+++ Material for the task +++

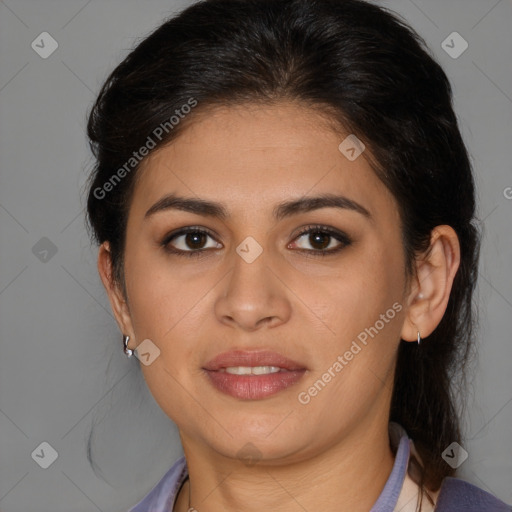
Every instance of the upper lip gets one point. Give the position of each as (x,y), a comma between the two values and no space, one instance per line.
(251,358)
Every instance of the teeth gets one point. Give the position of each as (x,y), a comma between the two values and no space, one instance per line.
(251,370)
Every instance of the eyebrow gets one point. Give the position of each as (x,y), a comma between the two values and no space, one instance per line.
(280,211)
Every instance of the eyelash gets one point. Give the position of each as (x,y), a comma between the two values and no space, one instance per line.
(325,230)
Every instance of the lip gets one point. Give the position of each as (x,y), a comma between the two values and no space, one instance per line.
(252,358)
(253,387)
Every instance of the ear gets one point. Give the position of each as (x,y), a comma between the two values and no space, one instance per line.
(115,294)
(430,290)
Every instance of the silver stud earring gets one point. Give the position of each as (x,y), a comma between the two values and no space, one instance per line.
(127,350)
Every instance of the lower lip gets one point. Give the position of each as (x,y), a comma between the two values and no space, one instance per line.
(253,387)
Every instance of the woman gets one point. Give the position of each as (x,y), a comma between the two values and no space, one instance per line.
(285,212)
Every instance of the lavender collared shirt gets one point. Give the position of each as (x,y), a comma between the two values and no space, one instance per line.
(455,495)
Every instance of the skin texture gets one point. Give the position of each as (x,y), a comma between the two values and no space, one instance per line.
(333,453)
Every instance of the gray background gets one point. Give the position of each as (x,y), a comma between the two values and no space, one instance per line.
(61,363)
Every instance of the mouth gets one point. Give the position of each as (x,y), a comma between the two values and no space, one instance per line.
(250,375)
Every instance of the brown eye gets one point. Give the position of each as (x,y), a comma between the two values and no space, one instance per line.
(189,242)
(322,239)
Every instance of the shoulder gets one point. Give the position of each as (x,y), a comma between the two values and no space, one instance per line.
(458,495)
(161,497)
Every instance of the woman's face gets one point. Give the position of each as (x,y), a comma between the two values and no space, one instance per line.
(333,303)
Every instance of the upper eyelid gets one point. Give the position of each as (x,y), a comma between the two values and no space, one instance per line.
(333,232)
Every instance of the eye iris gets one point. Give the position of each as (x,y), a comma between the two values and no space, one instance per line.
(197,240)
(317,238)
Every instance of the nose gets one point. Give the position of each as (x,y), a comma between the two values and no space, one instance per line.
(253,296)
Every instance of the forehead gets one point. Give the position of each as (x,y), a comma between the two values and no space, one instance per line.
(251,157)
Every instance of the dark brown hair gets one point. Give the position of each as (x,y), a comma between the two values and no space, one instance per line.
(366,69)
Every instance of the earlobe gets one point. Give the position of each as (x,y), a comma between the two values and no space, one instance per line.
(433,281)
(113,289)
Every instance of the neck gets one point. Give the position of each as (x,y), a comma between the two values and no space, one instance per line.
(347,476)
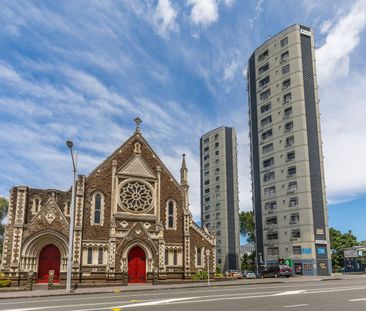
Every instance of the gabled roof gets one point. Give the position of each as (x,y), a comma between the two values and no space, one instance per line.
(136,135)
(136,166)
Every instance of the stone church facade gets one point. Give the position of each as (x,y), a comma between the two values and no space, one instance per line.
(132,221)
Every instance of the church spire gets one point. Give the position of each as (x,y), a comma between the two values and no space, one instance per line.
(138,121)
(184,172)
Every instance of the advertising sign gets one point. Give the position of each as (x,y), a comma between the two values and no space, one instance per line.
(350,253)
(288,262)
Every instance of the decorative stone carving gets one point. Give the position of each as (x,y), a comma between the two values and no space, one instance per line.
(136,197)
(124,224)
(50,216)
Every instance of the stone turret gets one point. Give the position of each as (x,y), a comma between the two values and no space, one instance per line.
(184,173)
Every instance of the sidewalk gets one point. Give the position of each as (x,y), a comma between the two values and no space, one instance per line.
(44,292)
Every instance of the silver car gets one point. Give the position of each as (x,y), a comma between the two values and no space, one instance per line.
(249,275)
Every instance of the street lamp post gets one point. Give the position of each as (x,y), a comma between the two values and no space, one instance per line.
(70,144)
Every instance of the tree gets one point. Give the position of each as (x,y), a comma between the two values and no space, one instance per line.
(247,262)
(4,205)
(338,241)
(247,226)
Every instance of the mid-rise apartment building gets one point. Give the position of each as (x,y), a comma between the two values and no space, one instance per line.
(288,187)
(219,194)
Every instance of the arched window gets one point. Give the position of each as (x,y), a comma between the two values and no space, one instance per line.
(175,257)
(67,208)
(36,205)
(166,257)
(90,255)
(97,209)
(100,256)
(171,215)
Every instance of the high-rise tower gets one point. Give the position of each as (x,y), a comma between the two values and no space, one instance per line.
(288,187)
(219,194)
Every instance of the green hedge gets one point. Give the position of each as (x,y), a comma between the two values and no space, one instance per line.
(5,283)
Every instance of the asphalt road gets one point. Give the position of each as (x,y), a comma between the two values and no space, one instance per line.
(339,295)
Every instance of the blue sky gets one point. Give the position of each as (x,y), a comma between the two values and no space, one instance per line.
(84,69)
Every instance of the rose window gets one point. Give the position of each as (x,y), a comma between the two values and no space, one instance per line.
(136,197)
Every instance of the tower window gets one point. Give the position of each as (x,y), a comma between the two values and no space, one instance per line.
(263,68)
(284,56)
(265,108)
(90,256)
(263,56)
(100,256)
(171,214)
(97,209)
(284,42)
(175,258)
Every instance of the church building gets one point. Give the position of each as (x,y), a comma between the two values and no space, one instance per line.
(132,221)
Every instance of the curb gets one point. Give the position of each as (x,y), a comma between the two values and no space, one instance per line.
(118,291)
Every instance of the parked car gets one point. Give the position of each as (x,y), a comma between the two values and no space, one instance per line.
(276,271)
(236,274)
(249,275)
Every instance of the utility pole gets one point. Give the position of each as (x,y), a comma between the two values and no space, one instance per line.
(208,267)
(70,144)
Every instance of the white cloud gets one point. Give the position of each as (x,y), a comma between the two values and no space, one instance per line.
(229,3)
(333,56)
(204,12)
(258,10)
(342,92)
(344,133)
(165,18)
(325,26)
(230,70)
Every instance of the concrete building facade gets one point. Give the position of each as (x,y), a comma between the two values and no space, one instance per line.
(219,194)
(288,188)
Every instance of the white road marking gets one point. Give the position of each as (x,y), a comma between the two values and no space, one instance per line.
(359,299)
(198,299)
(291,292)
(249,286)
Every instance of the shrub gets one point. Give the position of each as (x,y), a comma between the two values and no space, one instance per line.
(5,283)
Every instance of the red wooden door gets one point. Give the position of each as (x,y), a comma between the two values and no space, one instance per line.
(136,265)
(49,259)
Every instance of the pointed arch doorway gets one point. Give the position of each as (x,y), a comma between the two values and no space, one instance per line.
(49,259)
(137,265)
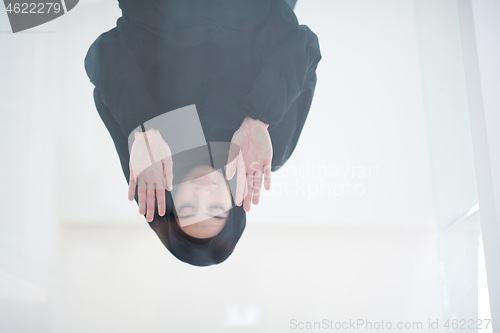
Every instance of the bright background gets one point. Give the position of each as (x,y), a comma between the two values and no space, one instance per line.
(389,123)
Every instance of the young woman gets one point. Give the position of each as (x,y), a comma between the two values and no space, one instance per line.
(247,67)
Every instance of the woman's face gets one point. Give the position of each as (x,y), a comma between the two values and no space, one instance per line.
(202,202)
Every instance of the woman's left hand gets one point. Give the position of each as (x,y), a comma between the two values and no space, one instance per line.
(256,151)
(151,170)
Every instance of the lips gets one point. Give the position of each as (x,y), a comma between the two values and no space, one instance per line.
(203,181)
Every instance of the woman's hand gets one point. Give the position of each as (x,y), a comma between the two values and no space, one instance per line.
(151,170)
(256,154)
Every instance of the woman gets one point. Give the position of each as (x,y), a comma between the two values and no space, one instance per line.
(247,66)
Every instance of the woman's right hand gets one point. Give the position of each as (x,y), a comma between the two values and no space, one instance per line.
(151,170)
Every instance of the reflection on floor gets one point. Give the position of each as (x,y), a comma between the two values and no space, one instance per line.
(122,279)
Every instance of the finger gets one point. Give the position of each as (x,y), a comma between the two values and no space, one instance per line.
(247,203)
(169,172)
(160,197)
(131,186)
(241,185)
(232,160)
(267,176)
(257,187)
(150,202)
(141,190)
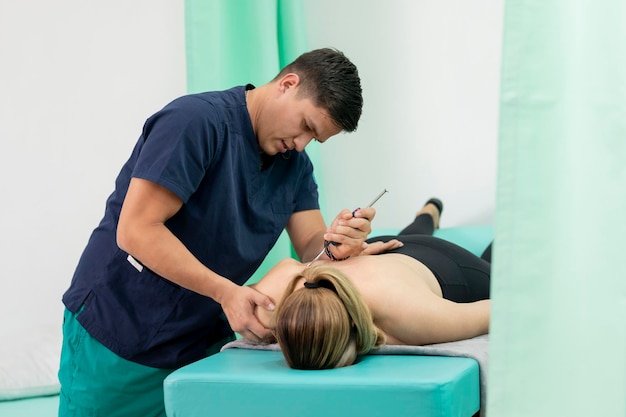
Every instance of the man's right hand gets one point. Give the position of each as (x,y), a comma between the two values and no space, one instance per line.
(238,303)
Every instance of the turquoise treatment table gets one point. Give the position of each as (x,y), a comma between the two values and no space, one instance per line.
(245,382)
(241,382)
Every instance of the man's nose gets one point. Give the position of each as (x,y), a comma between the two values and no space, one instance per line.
(301,141)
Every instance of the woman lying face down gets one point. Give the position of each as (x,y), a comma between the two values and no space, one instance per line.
(427,291)
(331,313)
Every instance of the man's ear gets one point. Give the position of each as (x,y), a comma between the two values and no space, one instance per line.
(287,81)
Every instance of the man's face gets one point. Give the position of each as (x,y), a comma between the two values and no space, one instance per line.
(289,121)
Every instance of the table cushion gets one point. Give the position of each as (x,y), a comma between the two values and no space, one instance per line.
(241,382)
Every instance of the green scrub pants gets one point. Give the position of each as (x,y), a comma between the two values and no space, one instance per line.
(97,382)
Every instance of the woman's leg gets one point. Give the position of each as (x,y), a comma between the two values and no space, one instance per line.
(426,220)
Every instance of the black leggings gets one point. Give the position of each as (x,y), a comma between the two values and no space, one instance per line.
(463,276)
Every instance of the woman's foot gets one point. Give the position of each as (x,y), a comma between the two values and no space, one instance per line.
(433,207)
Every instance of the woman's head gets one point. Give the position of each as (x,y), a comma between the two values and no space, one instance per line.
(325,323)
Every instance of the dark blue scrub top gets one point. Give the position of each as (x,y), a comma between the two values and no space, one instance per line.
(202,148)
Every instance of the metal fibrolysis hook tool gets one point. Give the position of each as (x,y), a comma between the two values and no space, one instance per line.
(353,213)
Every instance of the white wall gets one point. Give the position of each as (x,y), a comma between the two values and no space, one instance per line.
(430,75)
(77,80)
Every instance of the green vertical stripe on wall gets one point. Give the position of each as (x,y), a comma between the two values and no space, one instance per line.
(558,329)
(234,42)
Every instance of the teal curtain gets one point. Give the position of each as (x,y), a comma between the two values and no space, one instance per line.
(234,42)
(558,332)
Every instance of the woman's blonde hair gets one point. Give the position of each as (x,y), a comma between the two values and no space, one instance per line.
(315,326)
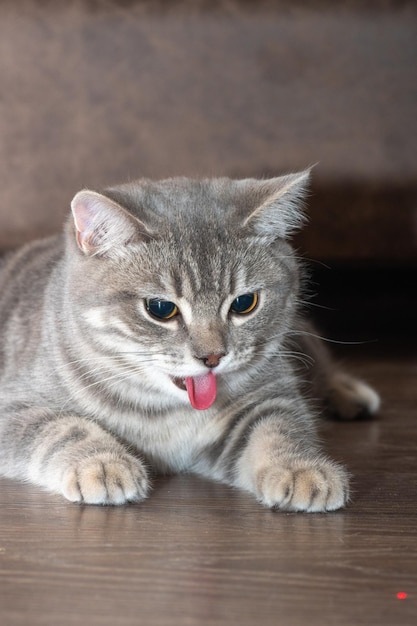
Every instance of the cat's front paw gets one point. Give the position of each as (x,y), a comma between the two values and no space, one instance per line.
(304,486)
(106,478)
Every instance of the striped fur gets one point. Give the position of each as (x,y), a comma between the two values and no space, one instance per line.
(89,407)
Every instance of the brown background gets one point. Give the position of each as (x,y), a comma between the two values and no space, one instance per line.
(94,93)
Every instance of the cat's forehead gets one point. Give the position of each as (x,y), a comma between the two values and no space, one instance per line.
(177,198)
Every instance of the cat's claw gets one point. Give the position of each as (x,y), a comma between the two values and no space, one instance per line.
(106,478)
(313,488)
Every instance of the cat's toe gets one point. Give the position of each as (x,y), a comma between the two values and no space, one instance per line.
(106,479)
(314,487)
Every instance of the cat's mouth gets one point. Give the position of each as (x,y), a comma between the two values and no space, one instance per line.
(202,390)
(179,382)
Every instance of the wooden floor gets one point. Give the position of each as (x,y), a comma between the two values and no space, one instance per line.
(201,553)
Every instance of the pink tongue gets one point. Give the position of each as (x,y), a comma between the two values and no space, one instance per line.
(201,390)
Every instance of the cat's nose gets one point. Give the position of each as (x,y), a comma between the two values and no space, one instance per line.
(212,360)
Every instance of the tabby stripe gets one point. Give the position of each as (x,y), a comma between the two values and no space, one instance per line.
(73,436)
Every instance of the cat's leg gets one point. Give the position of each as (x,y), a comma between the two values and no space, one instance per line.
(271,450)
(287,474)
(69,455)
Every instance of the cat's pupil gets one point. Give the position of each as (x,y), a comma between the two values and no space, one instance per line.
(245,303)
(162,309)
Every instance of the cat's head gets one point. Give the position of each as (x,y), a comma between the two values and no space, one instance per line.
(187,282)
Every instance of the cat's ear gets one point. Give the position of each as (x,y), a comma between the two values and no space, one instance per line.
(278,202)
(102,226)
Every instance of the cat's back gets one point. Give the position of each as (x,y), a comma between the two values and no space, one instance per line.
(24,275)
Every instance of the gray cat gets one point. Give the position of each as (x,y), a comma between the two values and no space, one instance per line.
(161,333)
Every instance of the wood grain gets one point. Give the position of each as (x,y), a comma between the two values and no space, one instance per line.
(200,553)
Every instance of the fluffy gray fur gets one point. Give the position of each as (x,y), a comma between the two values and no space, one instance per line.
(91,393)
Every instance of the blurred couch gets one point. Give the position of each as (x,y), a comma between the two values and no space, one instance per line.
(95,92)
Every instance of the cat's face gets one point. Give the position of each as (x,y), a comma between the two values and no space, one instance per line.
(191,290)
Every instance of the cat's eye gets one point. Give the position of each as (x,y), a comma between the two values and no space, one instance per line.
(242,305)
(161,309)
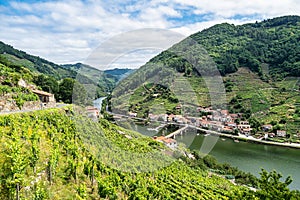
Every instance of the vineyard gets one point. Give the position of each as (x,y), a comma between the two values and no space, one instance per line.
(57,154)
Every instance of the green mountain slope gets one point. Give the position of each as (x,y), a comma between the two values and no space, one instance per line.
(50,77)
(53,154)
(35,63)
(259,65)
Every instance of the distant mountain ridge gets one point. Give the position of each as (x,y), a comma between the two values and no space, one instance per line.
(259,64)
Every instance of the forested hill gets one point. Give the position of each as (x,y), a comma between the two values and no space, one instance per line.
(35,63)
(274,43)
(58,154)
(48,76)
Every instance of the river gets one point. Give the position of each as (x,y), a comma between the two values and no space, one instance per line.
(251,157)
(248,157)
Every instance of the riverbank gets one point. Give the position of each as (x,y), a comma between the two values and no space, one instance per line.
(248,138)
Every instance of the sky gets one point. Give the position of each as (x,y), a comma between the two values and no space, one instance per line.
(68,31)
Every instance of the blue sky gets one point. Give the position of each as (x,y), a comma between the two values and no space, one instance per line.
(67,31)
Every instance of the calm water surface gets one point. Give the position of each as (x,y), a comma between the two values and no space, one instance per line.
(251,157)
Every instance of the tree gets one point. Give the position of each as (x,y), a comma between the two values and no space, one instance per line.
(47,83)
(66,90)
(272,188)
(71,91)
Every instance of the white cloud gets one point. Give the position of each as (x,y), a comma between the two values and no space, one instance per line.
(67,31)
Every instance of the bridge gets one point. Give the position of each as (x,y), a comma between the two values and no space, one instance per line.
(179,131)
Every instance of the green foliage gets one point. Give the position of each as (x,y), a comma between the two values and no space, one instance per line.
(271,186)
(68,167)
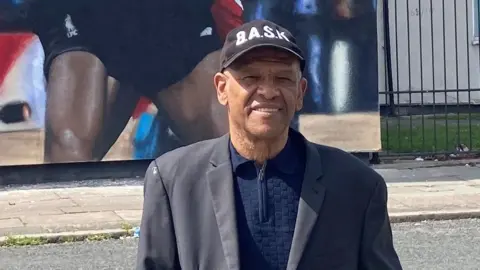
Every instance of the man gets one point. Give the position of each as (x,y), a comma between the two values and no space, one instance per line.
(160,49)
(263,197)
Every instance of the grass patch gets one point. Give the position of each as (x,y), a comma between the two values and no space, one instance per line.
(24,241)
(11,241)
(430,134)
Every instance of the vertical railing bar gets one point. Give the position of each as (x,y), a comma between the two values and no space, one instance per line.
(409,75)
(445,74)
(456,70)
(398,73)
(467,18)
(433,80)
(421,72)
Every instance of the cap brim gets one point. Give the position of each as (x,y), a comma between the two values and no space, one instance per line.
(236,56)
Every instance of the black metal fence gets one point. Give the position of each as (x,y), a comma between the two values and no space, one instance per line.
(430,101)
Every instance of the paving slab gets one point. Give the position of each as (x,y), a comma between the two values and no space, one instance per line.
(95,208)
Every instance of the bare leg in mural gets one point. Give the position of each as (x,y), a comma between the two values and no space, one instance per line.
(191,104)
(121,103)
(76,107)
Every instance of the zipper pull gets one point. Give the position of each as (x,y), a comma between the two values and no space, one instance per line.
(261,173)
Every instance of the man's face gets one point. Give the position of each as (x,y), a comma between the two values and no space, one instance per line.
(262,91)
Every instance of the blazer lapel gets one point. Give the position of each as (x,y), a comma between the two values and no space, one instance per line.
(311,200)
(220,181)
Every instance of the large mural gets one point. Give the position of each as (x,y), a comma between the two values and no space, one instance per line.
(86,80)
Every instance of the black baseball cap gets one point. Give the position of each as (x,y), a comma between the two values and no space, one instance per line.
(255,34)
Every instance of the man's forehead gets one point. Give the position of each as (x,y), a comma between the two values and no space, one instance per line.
(266,54)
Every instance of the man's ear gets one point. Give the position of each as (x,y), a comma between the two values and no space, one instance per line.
(220,82)
(301,93)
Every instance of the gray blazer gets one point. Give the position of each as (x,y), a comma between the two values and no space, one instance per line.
(189,218)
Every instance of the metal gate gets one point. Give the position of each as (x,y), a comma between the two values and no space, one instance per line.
(431,93)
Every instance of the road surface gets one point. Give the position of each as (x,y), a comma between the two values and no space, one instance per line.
(442,245)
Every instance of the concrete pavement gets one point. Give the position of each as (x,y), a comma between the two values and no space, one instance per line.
(438,245)
(69,209)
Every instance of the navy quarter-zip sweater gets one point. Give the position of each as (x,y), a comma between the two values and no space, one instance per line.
(266,200)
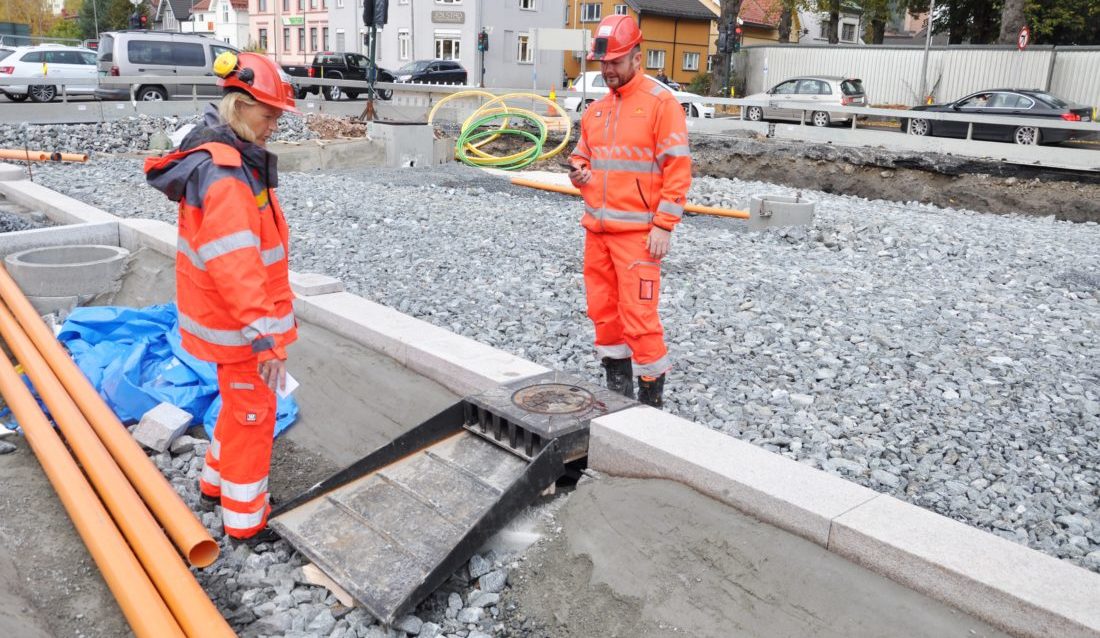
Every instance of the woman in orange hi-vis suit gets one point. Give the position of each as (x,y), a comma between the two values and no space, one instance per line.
(633,166)
(232,281)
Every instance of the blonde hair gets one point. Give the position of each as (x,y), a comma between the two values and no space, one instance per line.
(229,109)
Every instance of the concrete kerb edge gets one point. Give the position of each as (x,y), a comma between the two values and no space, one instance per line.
(447,358)
(949,561)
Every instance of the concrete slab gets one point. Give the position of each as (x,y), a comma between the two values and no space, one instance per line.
(106,233)
(312,284)
(1020,590)
(57,207)
(656,559)
(646,442)
(463,365)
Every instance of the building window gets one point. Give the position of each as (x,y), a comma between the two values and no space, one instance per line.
(524,53)
(448,45)
(404,44)
(655,58)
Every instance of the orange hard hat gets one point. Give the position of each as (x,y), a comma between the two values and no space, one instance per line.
(616,36)
(257,76)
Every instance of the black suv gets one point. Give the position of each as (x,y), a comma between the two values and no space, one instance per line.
(349,66)
(432,72)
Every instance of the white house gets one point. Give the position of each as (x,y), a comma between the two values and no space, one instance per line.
(227,20)
(815,26)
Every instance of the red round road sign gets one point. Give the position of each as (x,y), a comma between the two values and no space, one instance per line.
(1024,37)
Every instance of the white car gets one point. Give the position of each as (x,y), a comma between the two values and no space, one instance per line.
(48,62)
(596,88)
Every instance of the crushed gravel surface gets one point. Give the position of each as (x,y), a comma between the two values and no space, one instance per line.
(943,356)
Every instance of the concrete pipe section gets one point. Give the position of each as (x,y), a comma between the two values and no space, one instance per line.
(58,278)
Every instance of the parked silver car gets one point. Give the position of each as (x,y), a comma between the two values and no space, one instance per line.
(809,98)
(156,53)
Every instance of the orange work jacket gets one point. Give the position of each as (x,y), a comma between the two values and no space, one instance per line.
(635,141)
(232,276)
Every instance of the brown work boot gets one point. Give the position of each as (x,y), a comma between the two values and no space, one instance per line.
(650,391)
(619,375)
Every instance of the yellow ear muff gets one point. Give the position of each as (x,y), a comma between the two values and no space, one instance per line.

+++

• Exercise goal:
From the line containing "Every instance of the red round" down to the final line of the data, write out every line exactly; both the first and last of these belong in your answer, and nothing else does.

• Exercise solution:
Every instance of the red round road sign gets one point. Give the position of each as (x,y), a comma between the two values and no space, one instance per line.
(1024,37)
Every instance of the white car gets one point. Give the position of each as (x,y), a comma between the two values and no space, one instance per line.
(48,62)
(596,88)
Every instance of the crushed gravel surface gets one point. Give the position of each as (x,y), a comma between the two values and no space, one instance per line.
(943,356)
Every instance of the concrete pipe section gets one point. Give the position of each as (x,y), a comma between the two values and no space, one instance per line.
(58,278)
Every instance of the parked silver car gets one point. Give the position of each as (x,y), a comma between the two values and no space, one instance per line.
(809,98)
(156,53)
Every instance of the orange work jacket gets one point. Give the position of each as (x,y), a comma between the two values and no space, one instance per line.
(635,141)
(232,276)
Every instance of the brown work boot gets one point. Give the position of each as (x,y), a comma between the two values and no space, one instance per line.
(650,391)
(619,375)
Every instance of the yellow ear muff gets one point. Give the position of each as (x,y), a comma between the two values and no space, one instance per line.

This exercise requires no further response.